▼▼▼
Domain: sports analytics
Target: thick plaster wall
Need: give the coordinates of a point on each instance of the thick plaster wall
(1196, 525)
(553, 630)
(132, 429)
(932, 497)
▲▲▲
# [EXERCISE INSTRUCTIONS]
Copy the listing above line for line, without changing anything.

# [RESPONSE FOR THIS EXERCISE]
Domain: sports analytics
Target: thick plaster wall
Need: give the coordinates of a point on each instance of the thick plaster wall
(1196, 525)
(553, 630)
(132, 429)
(932, 497)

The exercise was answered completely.